• [Défi 1]
Repérez chaque ligne des enregistrements qui contient le mot « background » et recopiez-la. Tenez compte des majuscules et des minuscules.

• [Extrait cité]
──────

Nathalie Stutzmann, contralto
Inger Södergren, piano

Cité de la musique, Paris
le 13 octobre 2006, 20h

La joie dans la douleur


A chacun son rythme ; au sujet de Winterreise, Nathalie Stutzmann aime à souligner que l’allure du cycle entier dépend de l’impulsion initiale, de ce premier pas, Gute Nacht (bonne nuit), qui lance le voyageur sur le chemin du désespoir. Sa propre cadence, elle l’a d’ailleurs trouvée en se promenant dans la campagne, seule, en compagnie de son chien. Depuis, la mesure de son chant obéit à celle de sa marche. C’est dire combien ce voyage schubertien est le sien, mentalement et physiquement. Au disque, en concert, elle en a apporté la preuve plus d’une fois ; elle vient d’en faire à la Cité de la musique une nouvelle démonstration.

Son entrée sur scène, grande, la taille cintrée dans une longue veste mauve et le cheveu court, impose une silhouette romantique de jeune homme à la Caspar David Friedrich. La voix, contralto superbe à la couleur chaude et ronde, renforce encore l’impression d’androgynie. La magie du timbre envoûte dès le premier mot, ce fremd (étranger), juché sur la plus haute note de la mélodie, qui caractérise inéluctablement le narrateur. L’aigu caresse sans trancher, flatte l’oreille sans l’agresser et se développe largement avec assurance. Le grave, quand vient son heure, celle de Gefror’ne Tränen (les larmes glacées), ne montre pas moins de séduction, épais sans être plâtreux, non pas assourdi mais naturel, et puis inhabituel chez une cantatrice donc fascinant. Mais la beauté de la voix, dans cette errance de l’âme, n’est rien sans l’interprétation avec pour écueil l’uniformité du climat. Winterreise, en effet, ne connaît que le désespoir au contraire d’autres cycles de lieder, Die Schöne Müllerin par exemple, qui offrent une plus grande variété de sentiments.

──────

• [Défi 2]
Reprenez à l'identique tout le passage de la critique du concert qui va de « A chacun son » jusqu'à « une nouvelle démonstration. ».

• [Entrées fournies]
──────

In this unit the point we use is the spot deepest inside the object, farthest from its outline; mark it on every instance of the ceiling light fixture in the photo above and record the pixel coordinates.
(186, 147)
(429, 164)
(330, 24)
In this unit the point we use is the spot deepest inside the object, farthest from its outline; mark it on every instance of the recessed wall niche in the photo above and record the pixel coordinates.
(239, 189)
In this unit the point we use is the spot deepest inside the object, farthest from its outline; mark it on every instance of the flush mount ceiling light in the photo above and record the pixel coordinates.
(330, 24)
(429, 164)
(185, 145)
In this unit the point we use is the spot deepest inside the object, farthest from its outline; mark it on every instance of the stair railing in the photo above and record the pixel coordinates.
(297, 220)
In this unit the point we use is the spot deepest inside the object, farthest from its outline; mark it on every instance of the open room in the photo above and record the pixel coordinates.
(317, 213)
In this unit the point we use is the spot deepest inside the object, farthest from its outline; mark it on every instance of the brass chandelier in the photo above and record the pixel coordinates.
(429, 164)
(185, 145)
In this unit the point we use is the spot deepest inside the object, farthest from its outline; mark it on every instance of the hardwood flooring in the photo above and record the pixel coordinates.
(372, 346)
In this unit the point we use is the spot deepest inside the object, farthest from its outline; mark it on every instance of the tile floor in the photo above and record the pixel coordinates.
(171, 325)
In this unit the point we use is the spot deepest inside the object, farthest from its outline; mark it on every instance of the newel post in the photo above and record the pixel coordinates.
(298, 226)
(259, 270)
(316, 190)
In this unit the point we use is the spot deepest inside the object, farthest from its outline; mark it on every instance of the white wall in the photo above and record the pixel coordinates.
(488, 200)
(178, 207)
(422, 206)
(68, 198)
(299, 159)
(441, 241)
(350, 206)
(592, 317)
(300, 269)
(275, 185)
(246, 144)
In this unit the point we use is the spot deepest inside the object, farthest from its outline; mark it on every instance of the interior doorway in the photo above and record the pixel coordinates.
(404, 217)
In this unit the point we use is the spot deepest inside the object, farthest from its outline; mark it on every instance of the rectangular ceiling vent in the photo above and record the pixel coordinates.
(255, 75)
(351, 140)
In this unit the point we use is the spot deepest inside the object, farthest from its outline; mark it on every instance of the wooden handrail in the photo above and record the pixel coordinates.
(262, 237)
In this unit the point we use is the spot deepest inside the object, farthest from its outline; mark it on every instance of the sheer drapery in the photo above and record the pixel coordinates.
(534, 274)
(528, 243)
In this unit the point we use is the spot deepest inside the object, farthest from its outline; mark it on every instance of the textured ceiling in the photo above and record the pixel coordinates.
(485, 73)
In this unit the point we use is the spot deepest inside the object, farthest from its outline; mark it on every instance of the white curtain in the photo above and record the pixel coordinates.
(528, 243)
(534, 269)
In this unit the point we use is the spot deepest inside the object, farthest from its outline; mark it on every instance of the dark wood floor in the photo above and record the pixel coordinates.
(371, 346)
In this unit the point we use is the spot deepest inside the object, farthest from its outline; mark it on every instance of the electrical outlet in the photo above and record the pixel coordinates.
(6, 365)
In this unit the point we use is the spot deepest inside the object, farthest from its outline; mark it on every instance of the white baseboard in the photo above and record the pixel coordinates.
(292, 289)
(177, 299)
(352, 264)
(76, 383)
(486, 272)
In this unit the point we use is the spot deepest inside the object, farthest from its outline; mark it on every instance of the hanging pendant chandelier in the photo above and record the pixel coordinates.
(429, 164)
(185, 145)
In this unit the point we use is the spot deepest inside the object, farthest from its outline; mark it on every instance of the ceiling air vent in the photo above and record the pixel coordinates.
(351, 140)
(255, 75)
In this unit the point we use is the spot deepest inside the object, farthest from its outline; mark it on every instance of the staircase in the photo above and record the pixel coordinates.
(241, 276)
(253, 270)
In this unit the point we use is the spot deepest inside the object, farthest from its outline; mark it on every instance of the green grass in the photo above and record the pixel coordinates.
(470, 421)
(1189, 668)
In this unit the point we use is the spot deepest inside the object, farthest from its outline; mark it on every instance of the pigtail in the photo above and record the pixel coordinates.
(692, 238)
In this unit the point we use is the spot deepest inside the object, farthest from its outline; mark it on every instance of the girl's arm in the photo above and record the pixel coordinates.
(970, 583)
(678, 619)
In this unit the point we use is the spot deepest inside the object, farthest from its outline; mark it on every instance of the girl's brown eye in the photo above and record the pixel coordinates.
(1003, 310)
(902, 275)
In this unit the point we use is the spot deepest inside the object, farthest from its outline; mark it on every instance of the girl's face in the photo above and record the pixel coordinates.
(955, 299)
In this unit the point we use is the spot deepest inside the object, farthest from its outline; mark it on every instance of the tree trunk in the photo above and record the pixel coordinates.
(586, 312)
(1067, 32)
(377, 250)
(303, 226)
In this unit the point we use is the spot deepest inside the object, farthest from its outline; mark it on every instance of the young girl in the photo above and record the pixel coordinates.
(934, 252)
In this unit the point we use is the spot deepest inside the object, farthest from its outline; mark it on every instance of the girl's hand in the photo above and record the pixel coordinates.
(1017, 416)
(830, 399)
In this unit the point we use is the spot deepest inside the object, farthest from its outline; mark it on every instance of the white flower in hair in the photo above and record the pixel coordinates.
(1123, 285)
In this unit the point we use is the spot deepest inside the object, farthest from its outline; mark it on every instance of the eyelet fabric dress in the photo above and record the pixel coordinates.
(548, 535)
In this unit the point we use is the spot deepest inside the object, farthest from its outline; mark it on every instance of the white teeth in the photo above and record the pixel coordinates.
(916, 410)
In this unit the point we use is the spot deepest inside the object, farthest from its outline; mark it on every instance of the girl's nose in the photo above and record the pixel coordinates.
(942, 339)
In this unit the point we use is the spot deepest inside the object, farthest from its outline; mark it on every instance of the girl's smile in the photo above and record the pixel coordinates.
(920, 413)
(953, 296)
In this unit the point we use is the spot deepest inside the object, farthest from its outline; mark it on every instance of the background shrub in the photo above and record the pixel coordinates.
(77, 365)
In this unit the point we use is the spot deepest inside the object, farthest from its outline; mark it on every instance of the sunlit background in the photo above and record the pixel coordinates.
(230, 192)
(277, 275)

──────

• [Résultat attendu 1]
In this unit the point we use is the spot deepest inside the object, farthest from its outline; mark it on every instance of the background shrub in the photo above and record the pixel coordinates.
In this unit the point we use is the spot deepest inside the object, farthest from its outline; mark it on every instance of the sunlit background in the photo above and record the pixel coordinates.

• [Résultat attendu 2]
A chacun son rythme ; au sujet de Winterreise, Nathalie Stutzmann aime à souligner que l’allure du cycle entier dépend de l’impulsion initiale, de ce premier pas, Gute Nacht (bonne nuit), qui lance le voyageur sur le chemin du désespoir. Sa propre cadence, elle l’a d’ailleurs trouvée en se promenant dans la campagne, seule, en compagnie de son chien. Depuis, la mesure de son chant obéit à celle de sa marche. C’est dire combien ce voyage schubertien est le sien, mentalement et physiquement. Au disque, en concert, elle en a apporté la preuve plus d’une fois ; elle vient d’en faire à la Cité de la musique une nouvelle démonstration.